__PROBLEM REQUIREMENTS__. Write out the records below from the line containing "point: dishwasher ->" through the end of the records, keeping every character unchanged.

Entries from a point annotation set:
::::
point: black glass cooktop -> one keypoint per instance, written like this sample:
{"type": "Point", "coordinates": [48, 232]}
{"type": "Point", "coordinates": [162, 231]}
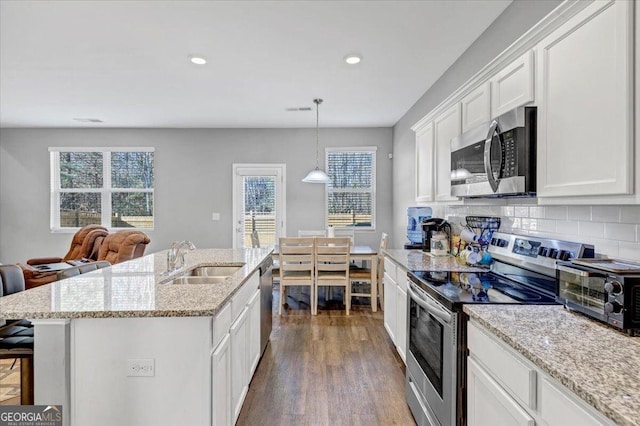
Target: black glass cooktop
{"type": "Point", "coordinates": [456, 288]}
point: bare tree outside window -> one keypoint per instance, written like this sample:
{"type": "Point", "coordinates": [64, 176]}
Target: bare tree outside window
{"type": "Point", "coordinates": [113, 188]}
{"type": "Point", "coordinates": [351, 192]}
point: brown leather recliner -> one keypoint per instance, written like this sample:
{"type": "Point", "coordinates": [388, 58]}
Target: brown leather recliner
{"type": "Point", "coordinates": [123, 245]}
{"type": "Point", "coordinates": [84, 244]}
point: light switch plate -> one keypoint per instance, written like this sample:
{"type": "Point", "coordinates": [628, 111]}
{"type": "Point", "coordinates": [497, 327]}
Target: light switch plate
{"type": "Point", "coordinates": [141, 367]}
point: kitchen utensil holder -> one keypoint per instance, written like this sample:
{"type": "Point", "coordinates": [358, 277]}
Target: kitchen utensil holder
{"type": "Point", "coordinates": [484, 226]}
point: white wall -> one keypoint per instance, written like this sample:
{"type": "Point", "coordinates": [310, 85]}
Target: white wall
{"type": "Point", "coordinates": [193, 179]}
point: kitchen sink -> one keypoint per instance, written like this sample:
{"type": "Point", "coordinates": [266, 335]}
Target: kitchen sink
{"type": "Point", "coordinates": [214, 271]}
{"type": "Point", "coordinates": [207, 274]}
{"type": "Point", "coordinates": [188, 279]}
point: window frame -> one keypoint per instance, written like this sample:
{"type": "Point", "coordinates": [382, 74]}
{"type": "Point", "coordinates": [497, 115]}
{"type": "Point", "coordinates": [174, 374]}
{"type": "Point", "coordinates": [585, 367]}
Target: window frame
{"type": "Point", "coordinates": [105, 191]}
{"type": "Point", "coordinates": [357, 149]}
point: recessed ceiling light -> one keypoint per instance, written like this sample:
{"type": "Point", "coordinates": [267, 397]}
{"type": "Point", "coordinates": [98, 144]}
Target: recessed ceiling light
{"type": "Point", "coordinates": [353, 58]}
{"type": "Point", "coordinates": [197, 59]}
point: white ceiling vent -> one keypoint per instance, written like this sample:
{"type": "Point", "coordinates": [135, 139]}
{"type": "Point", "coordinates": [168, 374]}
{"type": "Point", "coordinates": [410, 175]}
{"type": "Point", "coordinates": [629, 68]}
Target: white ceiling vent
{"type": "Point", "coordinates": [299, 109]}
{"type": "Point", "coordinates": [88, 120]}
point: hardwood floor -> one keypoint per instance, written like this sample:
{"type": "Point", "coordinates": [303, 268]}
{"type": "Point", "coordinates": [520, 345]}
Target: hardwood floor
{"type": "Point", "coordinates": [329, 369]}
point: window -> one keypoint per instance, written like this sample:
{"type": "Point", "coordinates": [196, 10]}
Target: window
{"type": "Point", "coordinates": [112, 187]}
{"type": "Point", "coordinates": [351, 194]}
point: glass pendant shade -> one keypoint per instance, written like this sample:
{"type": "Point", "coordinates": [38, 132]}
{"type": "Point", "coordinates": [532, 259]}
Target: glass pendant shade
{"type": "Point", "coordinates": [316, 175]}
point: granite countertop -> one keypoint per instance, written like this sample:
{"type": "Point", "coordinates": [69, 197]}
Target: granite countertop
{"type": "Point", "coordinates": [417, 260]}
{"type": "Point", "coordinates": [136, 288]}
{"type": "Point", "coordinates": [596, 362]}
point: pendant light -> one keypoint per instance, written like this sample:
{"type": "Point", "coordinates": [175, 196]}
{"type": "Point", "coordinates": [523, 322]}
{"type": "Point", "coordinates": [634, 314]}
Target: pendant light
{"type": "Point", "coordinates": [316, 175]}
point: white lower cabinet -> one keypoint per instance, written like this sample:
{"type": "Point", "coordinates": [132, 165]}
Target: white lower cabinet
{"type": "Point", "coordinates": [239, 362]}
{"type": "Point", "coordinates": [395, 305]}
{"type": "Point", "coordinates": [254, 332]}
{"type": "Point", "coordinates": [488, 403]}
{"type": "Point", "coordinates": [505, 388]}
{"type": "Point", "coordinates": [390, 308]}
{"type": "Point", "coordinates": [220, 383]}
{"type": "Point", "coordinates": [401, 319]}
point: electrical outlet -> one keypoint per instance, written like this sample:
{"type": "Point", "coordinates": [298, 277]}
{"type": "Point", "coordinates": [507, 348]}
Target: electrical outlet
{"type": "Point", "coordinates": [141, 367]}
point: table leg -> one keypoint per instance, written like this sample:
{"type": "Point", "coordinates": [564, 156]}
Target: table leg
{"type": "Point", "coordinates": [374, 284]}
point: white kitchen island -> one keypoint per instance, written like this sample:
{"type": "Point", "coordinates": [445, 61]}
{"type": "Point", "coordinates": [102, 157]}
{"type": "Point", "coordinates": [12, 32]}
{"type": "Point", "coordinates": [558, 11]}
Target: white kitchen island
{"type": "Point", "coordinates": [125, 345]}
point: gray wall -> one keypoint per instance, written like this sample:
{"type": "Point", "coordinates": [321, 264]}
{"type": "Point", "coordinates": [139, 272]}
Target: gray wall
{"type": "Point", "coordinates": [193, 179]}
{"type": "Point", "coordinates": [517, 19]}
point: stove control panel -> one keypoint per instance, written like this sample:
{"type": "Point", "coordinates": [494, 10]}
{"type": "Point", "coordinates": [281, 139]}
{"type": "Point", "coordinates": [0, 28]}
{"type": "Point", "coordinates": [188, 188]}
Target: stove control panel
{"type": "Point", "coordinates": [524, 249]}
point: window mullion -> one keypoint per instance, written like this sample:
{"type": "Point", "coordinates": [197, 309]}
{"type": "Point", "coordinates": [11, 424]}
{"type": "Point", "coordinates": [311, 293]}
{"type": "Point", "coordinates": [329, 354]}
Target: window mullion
{"type": "Point", "coordinates": [106, 189]}
{"type": "Point", "coordinates": [55, 190]}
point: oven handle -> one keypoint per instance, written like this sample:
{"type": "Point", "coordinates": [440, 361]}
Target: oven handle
{"type": "Point", "coordinates": [427, 305]}
{"type": "Point", "coordinates": [580, 272]}
{"type": "Point", "coordinates": [495, 127]}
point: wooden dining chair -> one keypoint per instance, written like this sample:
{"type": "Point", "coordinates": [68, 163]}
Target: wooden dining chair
{"type": "Point", "coordinates": [296, 266]}
{"type": "Point", "coordinates": [332, 267]}
{"type": "Point", "coordinates": [360, 276]}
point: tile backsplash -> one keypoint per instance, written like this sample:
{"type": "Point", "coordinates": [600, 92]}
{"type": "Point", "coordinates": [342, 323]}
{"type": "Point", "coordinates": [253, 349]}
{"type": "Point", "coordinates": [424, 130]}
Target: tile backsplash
{"type": "Point", "coordinates": [613, 230]}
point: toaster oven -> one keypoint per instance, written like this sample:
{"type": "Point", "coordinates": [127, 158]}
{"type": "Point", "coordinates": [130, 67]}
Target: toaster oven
{"type": "Point", "coordinates": [611, 297]}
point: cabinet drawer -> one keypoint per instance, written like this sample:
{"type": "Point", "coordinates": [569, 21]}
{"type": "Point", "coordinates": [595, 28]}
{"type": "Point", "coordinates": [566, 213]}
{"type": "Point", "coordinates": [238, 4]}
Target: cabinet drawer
{"type": "Point", "coordinates": [221, 324]}
{"type": "Point", "coordinates": [558, 408]}
{"type": "Point", "coordinates": [518, 377]}
{"type": "Point", "coordinates": [402, 280]}
{"type": "Point", "coordinates": [390, 268]}
{"type": "Point", "coordinates": [241, 298]}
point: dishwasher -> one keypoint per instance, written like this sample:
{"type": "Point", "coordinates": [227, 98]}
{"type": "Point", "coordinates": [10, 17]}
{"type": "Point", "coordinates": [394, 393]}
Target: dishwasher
::::
__ANSWER FOR THIS EXERCISE__.
point: dishwasher -> one keypoint per instance, written like this sample:
{"type": "Point", "coordinates": [227, 98]}
{"type": "Point", "coordinates": [10, 17]}
{"type": "Point", "coordinates": [394, 393]}
Target: dishwasher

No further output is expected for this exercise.